提示文 =
最近の民主党政権の言葉が玉虫色の度合を増している。

「平成の開国」といいながら、TPP参加の意思表明を明記することなく、「情報収集を進める必要がある」から「関係国との協議を開始する」とはどういうことか。情報収集といえば普通はオブザーバー参加のことである。参加を前提とすることなく、協議の相手国とみなされるのだろうか。

もう一つ、八ッ場ダムについて、「『中止の方向性』という言葉に言及せず、一切の予断を持たずに再検討する」とはどういう意味か。

国民に理解できない言葉使いは、国民の常識を離れて永田町の論理に民主党が傾斜している証左である。

民主党内で一日でも長く権力の座にいたい人たちは、どんどん昔の自民党に近付いている。これに対して次の選挙が心配な人たちが反対している。そして、党内分裂をおそれて、玉虫色の言葉で問題を先送りしている。

データ行 =
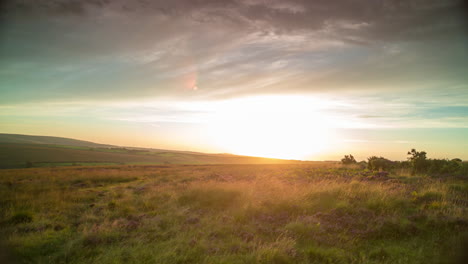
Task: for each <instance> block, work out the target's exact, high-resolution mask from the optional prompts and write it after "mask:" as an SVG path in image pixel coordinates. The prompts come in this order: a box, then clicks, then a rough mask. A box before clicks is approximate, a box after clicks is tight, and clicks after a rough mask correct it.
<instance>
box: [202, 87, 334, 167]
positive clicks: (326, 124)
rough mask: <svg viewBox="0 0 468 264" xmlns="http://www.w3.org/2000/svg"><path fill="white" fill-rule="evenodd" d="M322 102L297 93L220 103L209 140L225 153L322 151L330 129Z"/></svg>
mask: <svg viewBox="0 0 468 264" xmlns="http://www.w3.org/2000/svg"><path fill="white" fill-rule="evenodd" d="M323 106H324V105H323V102H321V101H320V100H316V99H313V98H309V97H299V96H257V97H249V98H241V99H233V100H227V101H224V102H220V103H219V104H218V105H217V107H216V111H215V115H214V116H213V117H212V119H211V120H210V122H209V124H210V129H209V130H210V136H211V140H212V141H213V142H214V143H215V144H216V145H217V146H219V147H220V148H222V149H224V150H225V151H226V152H229V153H232V154H239V155H248V156H259V157H269V158H282V159H306V158H310V157H311V156H313V155H314V154H318V153H320V152H321V151H323V150H325V149H326V148H327V146H328V142H329V141H330V137H331V129H330V127H329V126H328V121H327V119H326V116H325V114H323V113H322V112H320V110H321V109H322V108H323Z"/></svg>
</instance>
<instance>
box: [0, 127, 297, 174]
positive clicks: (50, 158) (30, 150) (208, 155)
mask: <svg viewBox="0 0 468 264" xmlns="http://www.w3.org/2000/svg"><path fill="white" fill-rule="evenodd" d="M289 163H301V161H297V160H281V159H269V158H260V157H249V156H237V155H231V154H207V153H198V152H185V151H172V150H161V149H157V150H156V149H144V148H126V147H116V146H112V145H104V144H96V143H93V142H88V141H81V140H75V139H68V138H60V137H43V136H26V135H12V134H0V168H24V167H49V166H70V165H108V164H289Z"/></svg>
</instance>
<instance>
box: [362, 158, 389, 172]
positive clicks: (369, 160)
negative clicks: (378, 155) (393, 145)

設問 =
**1)** 民主党政権の言葉遣いを論じた文章によれば、「情報収集」といえば普通は何を指すか。
**2)** 民主党政権の言葉遣いを論じた文章を、最後の文のあとから続けて書きなさい。

解答 =
**1)** オブザーバー参加のこと。

**2)**
民主党は全党的論議をすると党分裂につながると考えて、全党的議論をしないようだ。だから、こういう玉虫色の政治になっていく。

民主党に期待されていることは、権力にしがみつくことでもないし、玉虫色の言葉使いで決断を先送りすることでもない。

TPPは明治維新の「開国」に匹敵する。国民の信を得なければならない。

菅総理は覚悟をもって、「TPP参加の是非」を国民に聞いてみたいとして、国民に信を問うべきである。小泉総理の「郵政民営化」のように、である。

菅総理にその覚悟がないとすれば、時代が菅総理を淘汰することになろう。